■ **YOUR INSTRUCTIONS**: Please write out only the lines running from the one with "381L201 372L172 398L162" through the last line of the listing, each exactly as given.

• • •

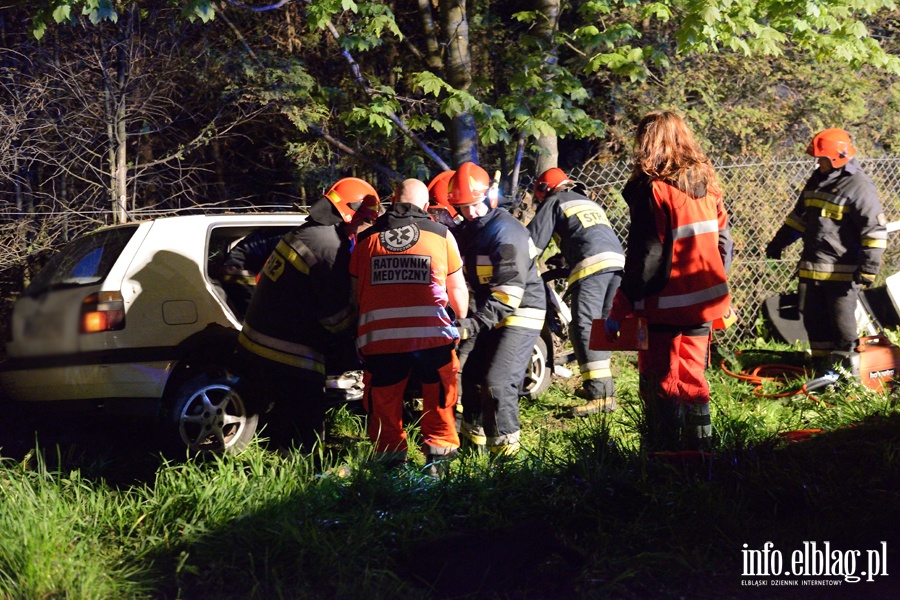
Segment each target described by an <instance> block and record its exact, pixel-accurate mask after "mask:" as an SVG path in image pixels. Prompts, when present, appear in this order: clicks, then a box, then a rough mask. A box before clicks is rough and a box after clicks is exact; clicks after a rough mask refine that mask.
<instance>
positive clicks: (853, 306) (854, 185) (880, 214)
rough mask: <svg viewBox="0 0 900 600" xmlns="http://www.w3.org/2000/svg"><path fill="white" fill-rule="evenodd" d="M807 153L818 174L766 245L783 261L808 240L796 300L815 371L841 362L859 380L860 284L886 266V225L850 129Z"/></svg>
mask: <svg viewBox="0 0 900 600" xmlns="http://www.w3.org/2000/svg"><path fill="white" fill-rule="evenodd" d="M806 153H807V154H809V155H811V156H815V157H816V158H817V159H818V163H819V166H818V169H816V170H815V171H814V172H813V174H812V175H811V176H810V178H809V180H808V181H807V182H806V186H805V187H804V188H803V190H802V191H801V192H800V197H799V198H798V199H797V203H796V204H795V205H794V209H793V210H792V211H791V213H790V214H789V215H788V216H787V218H786V219H785V222H784V224H783V225H782V226H781V228H780V229H779V230H778V232H777V233H776V234H775V237H774V238H773V239H772V241H771V242H769V244H768V245H767V246H766V256H767V257H768V258H772V259H780V258H781V253H782V252H783V251H784V249H785V248H786V247H787V246H789V245H790V244H792V243H794V242H795V241H797V240H799V239H801V238H802V239H803V248H802V251H801V253H800V264H799V277H800V282H799V285H798V296H799V303H800V311H801V312H802V314H803V326H804V328H805V329H806V333H807V336H808V337H809V346H810V351H811V353H812V357H813V360H814V363H815V366H816V367H817V368H818V369H827V368H830V367H832V366H833V365H834V364H836V363H837V364H840V365H841V366H843V367H844V368H846V369H847V370H848V371H849V372H850V373H851V374H853V375H854V376H857V377H858V376H859V354H858V353H857V352H856V348H857V346H858V345H859V340H858V337H859V332H858V329H857V325H856V316H855V311H856V304H857V301H858V299H859V290H860V286H868V285H871V284H872V283H874V281H875V277H876V276H877V275H878V271H879V269H880V268H881V258H882V255H883V254H884V250H885V248H886V247H887V229H886V227H885V226H886V225H887V219H886V218H885V216H884V213H883V212H882V208H881V202H880V201H879V200H878V193H877V192H876V190H875V184H874V183H872V180H871V179H869V177H868V176H867V175H866V174H865V173H863V171H862V169H861V168H860V166H859V163H858V162H856V159H855V158H854V155H855V154H856V150H855V149H854V148H853V144H852V143H851V142H850V135H849V134H848V133H847V132H846V131H844V130H843V129H825V130H824V131H821V132H819V133H818V134H816V136H815V137H814V138H813V140H812V142H810V144H809V146H808V147H807V148H806Z"/></svg>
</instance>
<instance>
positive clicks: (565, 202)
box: [559, 200, 600, 217]
mask: <svg viewBox="0 0 900 600" xmlns="http://www.w3.org/2000/svg"><path fill="white" fill-rule="evenodd" d="M559 207H560V208H561V209H562V211H563V214H564V215H566V216H567V217H571V216H572V215H576V214H578V213H580V212H584V211H586V210H599V209H600V206H599V205H598V204H597V203H596V202H592V201H590V200H570V201H568V202H560V203H559Z"/></svg>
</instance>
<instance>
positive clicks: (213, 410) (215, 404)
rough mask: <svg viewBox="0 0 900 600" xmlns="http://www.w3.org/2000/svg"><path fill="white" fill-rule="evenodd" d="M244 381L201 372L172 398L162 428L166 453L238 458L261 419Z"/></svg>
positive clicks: (169, 403) (183, 384) (179, 389)
mask: <svg viewBox="0 0 900 600" xmlns="http://www.w3.org/2000/svg"><path fill="white" fill-rule="evenodd" d="M254 406H255V403H254V402H251V400H250V397H249V391H248V390H247V388H246V386H244V385H243V382H242V380H241V379H240V378H239V377H237V376H235V375H233V374H231V373H229V372H227V371H218V370H215V371H202V372H200V373H199V374H197V375H194V376H193V377H189V378H187V379H185V380H184V381H183V382H182V383H181V384H180V385H179V386H178V387H177V388H176V390H175V393H174V394H172V401H171V402H170V403H169V410H168V414H167V417H166V418H165V419H164V421H165V422H164V423H163V426H164V427H165V428H166V430H167V432H168V435H166V436H164V437H165V438H167V439H168V440H169V442H168V443H167V448H166V450H167V451H168V452H170V453H179V454H180V455H181V456H184V455H185V453H187V455H189V456H195V455H198V454H207V453H211V454H221V453H224V454H239V453H240V452H242V451H243V450H244V449H245V448H246V447H247V445H248V444H249V443H250V441H251V440H252V439H253V436H254V435H255V434H256V429H257V426H258V424H259V415H258V414H257V411H256V409H255V408H254Z"/></svg>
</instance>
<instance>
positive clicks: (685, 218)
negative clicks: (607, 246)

• • •

■ **SOLVED EXERCISE**:
rough mask: <svg viewBox="0 0 900 600" xmlns="http://www.w3.org/2000/svg"><path fill="white" fill-rule="evenodd" d="M244 381L201 372L172 398L162 428L166 453L238 458L261 419Z"/></svg>
positive clicks: (169, 403) (183, 384) (179, 389)
mask: <svg viewBox="0 0 900 600" xmlns="http://www.w3.org/2000/svg"><path fill="white" fill-rule="evenodd" d="M254 406H255V403H254V402H251V400H250V397H249V391H248V390H247V388H246V386H244V385H243V382H242V380H241V379H240V378H239V377H237V376H235V375H233V374H231V373H229V372H227V371H218V370H215V371H202V372H200V373H199V374H197V375H194V376H193V377H189V378H187V379H185V380H184V381H183V382H182V383H181V384H180V385H179V386H178V387H177V388H176V390H175V393H174V394H172V401H171V402H170V403H169V410H168V414H167V417H166V418H165V419H164V421H165V422H164V423H163V426H164V427H165V428H166V430H167V432H168V435H166V436H164V437H165V438H167V439H168V440H169V442H168V443H167V448H166V450H167V451H168V452H170V453H179V454H180V455H181V456H184V455H185V453H187V455H189V456H195V455H198V454H207V453H211V454H221V453H224V454H239V453H240V452H242V451H243V450H244V449H245V448H246V447H247V445H248V444H249V443H250V441H251V440H252V439H253V436H254V435H255V434H256V429H257V426H258V424H259V415H258V414H257V411H256V409H255V408H254Z"/></svg>
</instance>
<instance>
positive clicks: (685, 218)
negative clicks: (607, 246)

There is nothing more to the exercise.